─── Input data ───

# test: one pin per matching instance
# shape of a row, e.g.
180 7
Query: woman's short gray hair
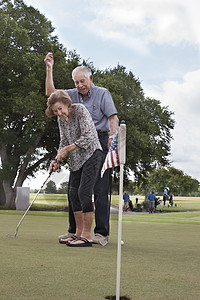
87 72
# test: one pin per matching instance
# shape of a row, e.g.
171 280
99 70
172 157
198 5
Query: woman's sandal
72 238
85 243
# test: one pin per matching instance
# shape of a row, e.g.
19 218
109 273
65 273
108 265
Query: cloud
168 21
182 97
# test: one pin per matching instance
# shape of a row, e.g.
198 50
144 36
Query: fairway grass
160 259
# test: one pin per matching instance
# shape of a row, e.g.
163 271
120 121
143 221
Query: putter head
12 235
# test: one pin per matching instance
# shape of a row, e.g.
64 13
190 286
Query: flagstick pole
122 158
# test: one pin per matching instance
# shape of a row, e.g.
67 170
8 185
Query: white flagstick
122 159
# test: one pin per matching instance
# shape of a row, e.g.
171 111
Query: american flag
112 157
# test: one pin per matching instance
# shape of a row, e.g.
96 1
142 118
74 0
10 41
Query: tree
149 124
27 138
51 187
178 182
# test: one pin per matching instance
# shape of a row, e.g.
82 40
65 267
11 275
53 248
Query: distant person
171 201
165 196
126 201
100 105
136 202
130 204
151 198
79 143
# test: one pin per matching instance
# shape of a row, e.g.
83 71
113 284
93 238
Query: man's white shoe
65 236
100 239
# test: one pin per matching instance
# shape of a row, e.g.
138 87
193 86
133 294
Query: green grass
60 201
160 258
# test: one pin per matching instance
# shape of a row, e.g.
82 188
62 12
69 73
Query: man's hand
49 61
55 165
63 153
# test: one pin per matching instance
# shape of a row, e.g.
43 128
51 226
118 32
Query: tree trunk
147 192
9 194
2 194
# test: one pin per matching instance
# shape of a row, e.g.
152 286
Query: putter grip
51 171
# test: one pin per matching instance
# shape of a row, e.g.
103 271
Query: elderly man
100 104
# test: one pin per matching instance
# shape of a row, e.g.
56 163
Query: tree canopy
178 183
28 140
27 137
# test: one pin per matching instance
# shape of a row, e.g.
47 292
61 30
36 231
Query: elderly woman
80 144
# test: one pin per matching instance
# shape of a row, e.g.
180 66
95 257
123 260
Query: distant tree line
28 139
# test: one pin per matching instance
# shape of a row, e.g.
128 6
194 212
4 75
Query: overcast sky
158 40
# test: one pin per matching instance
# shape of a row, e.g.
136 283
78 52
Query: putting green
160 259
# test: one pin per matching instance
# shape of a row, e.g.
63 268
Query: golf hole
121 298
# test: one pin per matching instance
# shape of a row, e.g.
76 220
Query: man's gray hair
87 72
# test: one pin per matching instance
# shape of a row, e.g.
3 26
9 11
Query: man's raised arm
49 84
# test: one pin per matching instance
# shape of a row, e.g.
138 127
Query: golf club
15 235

───
─── Input data ───

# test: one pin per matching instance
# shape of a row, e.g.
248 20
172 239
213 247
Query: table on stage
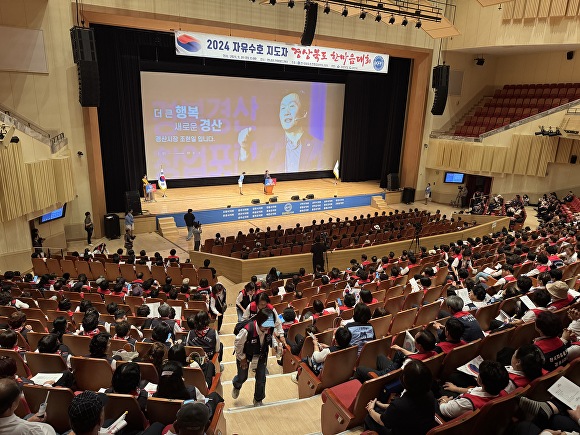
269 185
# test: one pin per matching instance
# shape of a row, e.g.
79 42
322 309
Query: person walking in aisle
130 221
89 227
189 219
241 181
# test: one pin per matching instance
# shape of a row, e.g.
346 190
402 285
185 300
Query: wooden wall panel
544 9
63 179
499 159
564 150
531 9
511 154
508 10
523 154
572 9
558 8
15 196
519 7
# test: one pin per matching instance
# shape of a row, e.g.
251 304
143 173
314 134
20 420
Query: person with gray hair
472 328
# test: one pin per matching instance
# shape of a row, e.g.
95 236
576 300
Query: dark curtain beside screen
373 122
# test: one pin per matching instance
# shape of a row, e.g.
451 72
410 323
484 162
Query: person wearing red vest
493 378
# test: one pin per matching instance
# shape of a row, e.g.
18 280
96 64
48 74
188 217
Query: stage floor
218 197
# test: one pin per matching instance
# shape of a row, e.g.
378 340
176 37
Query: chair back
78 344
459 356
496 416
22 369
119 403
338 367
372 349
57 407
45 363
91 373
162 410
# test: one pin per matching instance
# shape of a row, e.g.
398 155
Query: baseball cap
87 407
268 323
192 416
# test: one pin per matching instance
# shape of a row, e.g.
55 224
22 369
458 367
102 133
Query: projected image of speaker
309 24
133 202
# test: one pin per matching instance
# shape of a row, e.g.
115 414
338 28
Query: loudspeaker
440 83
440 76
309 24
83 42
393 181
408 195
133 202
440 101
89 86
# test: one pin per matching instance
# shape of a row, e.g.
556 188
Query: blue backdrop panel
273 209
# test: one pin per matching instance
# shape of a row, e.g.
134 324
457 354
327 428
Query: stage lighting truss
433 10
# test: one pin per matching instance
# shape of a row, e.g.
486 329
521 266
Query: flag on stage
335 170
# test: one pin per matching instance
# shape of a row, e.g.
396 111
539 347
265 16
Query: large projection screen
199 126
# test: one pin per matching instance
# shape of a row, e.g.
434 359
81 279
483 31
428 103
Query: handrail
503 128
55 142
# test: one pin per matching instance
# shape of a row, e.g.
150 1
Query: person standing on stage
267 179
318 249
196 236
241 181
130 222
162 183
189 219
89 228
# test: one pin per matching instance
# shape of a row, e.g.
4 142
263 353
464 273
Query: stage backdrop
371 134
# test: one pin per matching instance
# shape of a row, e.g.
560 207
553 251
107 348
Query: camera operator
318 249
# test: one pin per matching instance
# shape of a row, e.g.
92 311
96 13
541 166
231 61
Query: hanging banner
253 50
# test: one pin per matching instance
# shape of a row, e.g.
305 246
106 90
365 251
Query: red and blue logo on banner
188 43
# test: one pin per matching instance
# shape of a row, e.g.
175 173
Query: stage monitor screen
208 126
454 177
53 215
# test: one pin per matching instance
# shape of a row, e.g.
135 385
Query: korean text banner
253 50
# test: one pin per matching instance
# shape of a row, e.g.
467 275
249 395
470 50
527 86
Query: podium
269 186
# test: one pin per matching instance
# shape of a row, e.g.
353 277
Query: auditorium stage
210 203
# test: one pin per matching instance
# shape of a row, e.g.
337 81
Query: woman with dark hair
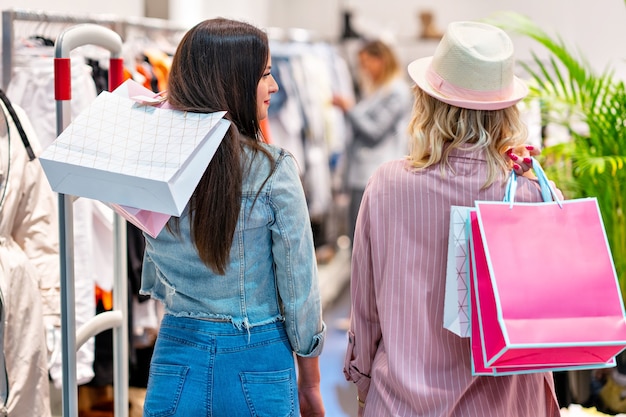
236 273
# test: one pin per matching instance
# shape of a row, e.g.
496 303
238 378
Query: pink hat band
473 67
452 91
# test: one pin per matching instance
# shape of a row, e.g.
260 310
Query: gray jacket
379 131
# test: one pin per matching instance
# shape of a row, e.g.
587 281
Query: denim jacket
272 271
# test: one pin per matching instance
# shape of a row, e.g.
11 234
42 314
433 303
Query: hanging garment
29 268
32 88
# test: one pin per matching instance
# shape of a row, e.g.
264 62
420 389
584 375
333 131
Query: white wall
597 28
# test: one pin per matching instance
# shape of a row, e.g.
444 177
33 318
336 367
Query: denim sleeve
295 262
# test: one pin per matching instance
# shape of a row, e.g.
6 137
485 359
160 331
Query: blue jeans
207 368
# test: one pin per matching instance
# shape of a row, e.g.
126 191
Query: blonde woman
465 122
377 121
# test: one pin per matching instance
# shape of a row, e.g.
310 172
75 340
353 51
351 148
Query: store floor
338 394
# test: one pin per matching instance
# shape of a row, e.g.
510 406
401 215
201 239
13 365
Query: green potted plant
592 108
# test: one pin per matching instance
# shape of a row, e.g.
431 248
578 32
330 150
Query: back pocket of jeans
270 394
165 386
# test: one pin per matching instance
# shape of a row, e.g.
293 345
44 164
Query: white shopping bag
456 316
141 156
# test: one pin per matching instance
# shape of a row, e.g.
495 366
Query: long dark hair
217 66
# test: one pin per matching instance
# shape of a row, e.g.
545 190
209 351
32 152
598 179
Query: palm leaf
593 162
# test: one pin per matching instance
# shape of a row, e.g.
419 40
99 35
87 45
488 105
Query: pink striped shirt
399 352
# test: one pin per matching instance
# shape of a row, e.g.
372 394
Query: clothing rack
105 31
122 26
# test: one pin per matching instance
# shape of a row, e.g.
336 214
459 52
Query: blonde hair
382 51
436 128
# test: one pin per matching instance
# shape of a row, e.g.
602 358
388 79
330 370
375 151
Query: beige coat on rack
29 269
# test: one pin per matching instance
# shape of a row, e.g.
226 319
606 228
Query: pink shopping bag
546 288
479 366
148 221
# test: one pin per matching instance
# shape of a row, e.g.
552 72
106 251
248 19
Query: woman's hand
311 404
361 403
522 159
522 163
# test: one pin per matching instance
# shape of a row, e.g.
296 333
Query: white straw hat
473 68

───
─── Input data ───

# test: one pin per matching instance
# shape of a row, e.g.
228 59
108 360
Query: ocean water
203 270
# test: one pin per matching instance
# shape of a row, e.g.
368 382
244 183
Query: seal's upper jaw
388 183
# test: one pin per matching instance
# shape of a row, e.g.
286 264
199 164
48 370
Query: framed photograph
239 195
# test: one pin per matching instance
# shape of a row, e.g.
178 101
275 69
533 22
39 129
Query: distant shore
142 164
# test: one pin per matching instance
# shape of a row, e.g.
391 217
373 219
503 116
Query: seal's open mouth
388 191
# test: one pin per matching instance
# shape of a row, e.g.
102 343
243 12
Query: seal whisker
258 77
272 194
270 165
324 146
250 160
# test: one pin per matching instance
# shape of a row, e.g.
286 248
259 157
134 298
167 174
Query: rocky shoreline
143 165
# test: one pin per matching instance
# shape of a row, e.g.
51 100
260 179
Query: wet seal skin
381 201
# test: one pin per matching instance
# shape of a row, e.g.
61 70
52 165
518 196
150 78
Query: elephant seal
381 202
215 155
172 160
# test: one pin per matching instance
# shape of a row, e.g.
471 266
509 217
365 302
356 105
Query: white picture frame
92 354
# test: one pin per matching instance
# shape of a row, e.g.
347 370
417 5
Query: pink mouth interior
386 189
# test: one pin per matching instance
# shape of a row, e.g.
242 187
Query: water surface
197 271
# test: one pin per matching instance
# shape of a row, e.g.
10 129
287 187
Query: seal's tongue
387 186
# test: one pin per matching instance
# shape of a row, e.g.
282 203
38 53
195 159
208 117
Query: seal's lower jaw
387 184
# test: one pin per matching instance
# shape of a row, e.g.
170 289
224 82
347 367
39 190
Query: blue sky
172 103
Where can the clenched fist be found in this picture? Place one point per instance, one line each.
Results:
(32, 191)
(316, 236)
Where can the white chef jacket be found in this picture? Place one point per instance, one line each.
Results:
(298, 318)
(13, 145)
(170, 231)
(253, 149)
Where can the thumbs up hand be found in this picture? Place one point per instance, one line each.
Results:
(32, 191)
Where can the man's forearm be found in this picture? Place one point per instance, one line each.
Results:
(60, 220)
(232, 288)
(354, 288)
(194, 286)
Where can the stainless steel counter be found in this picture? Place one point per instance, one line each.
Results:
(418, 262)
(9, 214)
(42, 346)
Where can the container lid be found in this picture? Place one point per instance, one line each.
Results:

───

- _Problem statement_: Copy down every line of the entries containing the word "found".

- _Exercise answer_:
Where can the clenched fist be found in this picture? Place one point per instance, one line each.
Where can the white chef jacket be found in this picture? Place one point per instance, one line each.
Where can the thumbs up hand be found in this picture? Place one point per instance, one line each.
Where can the man's forearm be found in this picture? Place one point per instance, one line each.
Where can the stainless steel counter be found in this picture? Place one point per instance, one line each.
Where can the container lid be found in this picture? Place one point per instance, one line each.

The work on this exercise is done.